**Task instructions**
Please reproduce the lines of the items word for word, from the line with "In the photo above, where can the white plate" to the line with "point(88, 832)", including both of those lines.

**Source records**
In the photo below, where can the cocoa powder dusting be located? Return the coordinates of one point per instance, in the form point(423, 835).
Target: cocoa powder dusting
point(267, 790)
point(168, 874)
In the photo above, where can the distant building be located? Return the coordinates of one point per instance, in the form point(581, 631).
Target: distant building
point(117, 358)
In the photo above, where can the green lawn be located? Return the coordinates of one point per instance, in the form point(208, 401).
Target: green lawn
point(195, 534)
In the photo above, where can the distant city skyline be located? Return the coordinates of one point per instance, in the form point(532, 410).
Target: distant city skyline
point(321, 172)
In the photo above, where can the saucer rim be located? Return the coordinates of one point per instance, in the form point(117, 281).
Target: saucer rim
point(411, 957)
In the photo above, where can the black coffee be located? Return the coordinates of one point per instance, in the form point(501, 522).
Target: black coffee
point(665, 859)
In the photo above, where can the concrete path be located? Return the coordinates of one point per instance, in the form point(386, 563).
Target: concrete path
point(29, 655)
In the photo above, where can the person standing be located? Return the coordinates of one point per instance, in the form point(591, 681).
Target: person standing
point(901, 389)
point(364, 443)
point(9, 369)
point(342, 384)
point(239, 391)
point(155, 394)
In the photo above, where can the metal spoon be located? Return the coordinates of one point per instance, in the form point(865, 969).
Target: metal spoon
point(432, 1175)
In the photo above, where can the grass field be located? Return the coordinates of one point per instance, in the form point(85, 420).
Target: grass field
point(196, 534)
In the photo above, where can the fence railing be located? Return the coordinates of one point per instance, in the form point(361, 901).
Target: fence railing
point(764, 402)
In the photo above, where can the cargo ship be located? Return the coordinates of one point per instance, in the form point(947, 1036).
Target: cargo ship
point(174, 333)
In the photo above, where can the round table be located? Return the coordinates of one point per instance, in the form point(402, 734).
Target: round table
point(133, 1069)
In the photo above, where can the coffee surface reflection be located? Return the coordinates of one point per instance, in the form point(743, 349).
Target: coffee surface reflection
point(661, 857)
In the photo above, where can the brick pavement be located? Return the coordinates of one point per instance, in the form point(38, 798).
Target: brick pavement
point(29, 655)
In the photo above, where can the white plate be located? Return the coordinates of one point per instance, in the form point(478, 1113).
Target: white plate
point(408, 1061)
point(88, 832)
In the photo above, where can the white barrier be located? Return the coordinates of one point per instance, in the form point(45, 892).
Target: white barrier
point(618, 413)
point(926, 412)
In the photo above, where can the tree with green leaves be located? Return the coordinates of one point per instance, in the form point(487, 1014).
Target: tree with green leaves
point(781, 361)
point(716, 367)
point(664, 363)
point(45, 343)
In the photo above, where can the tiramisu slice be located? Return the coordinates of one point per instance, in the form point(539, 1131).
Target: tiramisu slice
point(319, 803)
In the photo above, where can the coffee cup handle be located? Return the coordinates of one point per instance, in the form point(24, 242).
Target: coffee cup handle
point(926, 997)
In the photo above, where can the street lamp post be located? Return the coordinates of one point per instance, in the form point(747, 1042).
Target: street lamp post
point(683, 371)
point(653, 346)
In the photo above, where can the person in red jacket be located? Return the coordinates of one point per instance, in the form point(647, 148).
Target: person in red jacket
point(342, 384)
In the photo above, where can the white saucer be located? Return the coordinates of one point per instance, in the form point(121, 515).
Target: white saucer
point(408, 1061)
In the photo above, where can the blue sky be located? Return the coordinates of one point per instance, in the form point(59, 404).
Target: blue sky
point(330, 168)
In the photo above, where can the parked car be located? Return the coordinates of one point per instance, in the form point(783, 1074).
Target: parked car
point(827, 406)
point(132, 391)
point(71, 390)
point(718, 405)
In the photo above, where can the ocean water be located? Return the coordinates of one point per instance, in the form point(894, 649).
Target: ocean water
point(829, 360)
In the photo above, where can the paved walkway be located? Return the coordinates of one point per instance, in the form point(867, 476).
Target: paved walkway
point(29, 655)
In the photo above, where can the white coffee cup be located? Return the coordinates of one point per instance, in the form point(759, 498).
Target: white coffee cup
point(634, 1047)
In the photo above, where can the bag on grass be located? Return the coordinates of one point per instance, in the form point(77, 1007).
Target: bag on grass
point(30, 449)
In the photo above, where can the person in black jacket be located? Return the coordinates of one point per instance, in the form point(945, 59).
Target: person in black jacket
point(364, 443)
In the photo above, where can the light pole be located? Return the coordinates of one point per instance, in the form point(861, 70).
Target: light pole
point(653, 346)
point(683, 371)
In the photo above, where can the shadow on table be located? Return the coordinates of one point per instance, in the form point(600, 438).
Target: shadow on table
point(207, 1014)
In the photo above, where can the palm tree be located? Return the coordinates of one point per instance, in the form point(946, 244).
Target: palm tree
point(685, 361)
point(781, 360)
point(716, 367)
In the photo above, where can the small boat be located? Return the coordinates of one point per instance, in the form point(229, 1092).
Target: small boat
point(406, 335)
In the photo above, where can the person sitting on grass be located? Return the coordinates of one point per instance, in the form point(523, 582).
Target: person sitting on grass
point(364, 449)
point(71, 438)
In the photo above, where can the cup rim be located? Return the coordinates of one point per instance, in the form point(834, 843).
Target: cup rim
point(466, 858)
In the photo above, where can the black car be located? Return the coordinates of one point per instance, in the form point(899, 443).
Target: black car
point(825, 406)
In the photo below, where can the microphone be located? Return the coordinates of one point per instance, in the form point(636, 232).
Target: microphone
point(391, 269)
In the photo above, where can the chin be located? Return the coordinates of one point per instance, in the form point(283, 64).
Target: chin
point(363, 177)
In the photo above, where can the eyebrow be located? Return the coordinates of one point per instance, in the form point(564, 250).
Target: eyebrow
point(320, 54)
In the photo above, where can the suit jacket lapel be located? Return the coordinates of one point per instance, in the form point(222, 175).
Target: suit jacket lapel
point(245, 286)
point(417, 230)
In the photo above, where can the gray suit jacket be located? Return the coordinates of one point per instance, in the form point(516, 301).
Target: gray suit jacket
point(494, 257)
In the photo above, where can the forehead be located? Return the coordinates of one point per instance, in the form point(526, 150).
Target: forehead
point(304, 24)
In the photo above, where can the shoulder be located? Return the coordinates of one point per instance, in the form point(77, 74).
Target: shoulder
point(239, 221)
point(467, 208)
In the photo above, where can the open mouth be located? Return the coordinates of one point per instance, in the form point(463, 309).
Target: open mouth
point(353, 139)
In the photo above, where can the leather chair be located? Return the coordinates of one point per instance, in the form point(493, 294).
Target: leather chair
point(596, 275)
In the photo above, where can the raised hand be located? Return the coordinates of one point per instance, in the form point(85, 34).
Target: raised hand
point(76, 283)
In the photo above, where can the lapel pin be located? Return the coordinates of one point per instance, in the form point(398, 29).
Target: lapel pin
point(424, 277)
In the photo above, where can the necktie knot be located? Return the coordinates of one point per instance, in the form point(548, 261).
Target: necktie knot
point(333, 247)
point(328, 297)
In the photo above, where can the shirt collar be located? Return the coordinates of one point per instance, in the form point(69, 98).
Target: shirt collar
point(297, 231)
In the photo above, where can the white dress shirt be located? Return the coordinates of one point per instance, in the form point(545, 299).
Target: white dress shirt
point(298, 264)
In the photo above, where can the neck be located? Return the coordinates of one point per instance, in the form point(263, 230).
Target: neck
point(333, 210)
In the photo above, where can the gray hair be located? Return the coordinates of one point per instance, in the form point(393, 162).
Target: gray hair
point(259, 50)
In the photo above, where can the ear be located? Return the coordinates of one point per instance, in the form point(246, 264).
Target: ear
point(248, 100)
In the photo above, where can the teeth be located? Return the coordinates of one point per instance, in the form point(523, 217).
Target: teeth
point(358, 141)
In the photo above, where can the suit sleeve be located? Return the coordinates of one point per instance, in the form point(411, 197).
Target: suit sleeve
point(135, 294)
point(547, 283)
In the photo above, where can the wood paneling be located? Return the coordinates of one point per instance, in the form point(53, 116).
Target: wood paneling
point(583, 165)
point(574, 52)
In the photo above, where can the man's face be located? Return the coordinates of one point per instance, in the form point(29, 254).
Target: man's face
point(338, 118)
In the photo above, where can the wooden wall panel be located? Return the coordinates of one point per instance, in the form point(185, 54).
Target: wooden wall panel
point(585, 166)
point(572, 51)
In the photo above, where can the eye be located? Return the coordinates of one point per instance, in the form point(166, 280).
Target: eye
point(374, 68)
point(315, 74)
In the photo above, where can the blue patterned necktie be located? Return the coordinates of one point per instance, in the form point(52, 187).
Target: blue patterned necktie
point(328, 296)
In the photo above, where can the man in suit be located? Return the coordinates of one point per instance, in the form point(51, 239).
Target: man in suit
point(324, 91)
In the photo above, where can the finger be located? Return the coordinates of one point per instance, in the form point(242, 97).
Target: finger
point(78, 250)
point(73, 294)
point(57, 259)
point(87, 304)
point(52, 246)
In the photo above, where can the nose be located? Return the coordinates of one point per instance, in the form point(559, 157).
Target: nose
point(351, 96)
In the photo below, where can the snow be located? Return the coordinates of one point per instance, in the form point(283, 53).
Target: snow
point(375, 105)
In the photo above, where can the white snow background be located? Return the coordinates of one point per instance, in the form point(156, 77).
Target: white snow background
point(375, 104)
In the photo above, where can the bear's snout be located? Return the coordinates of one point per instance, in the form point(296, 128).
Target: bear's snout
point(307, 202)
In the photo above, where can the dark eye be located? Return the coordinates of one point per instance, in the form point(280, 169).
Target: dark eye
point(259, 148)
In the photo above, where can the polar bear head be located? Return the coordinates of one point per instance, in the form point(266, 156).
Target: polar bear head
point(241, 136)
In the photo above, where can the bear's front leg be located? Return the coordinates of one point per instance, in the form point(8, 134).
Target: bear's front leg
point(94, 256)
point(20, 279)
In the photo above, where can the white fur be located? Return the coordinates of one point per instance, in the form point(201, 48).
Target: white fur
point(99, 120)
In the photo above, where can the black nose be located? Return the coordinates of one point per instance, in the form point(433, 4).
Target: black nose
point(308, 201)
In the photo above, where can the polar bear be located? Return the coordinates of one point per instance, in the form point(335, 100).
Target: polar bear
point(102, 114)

**Solved problem**
In the photo above, where can the white plate be located? Return the coordinates of one point per instance, in the form point(478, 1113).
Target: white plate
point(408, 1061)
point(88, 832)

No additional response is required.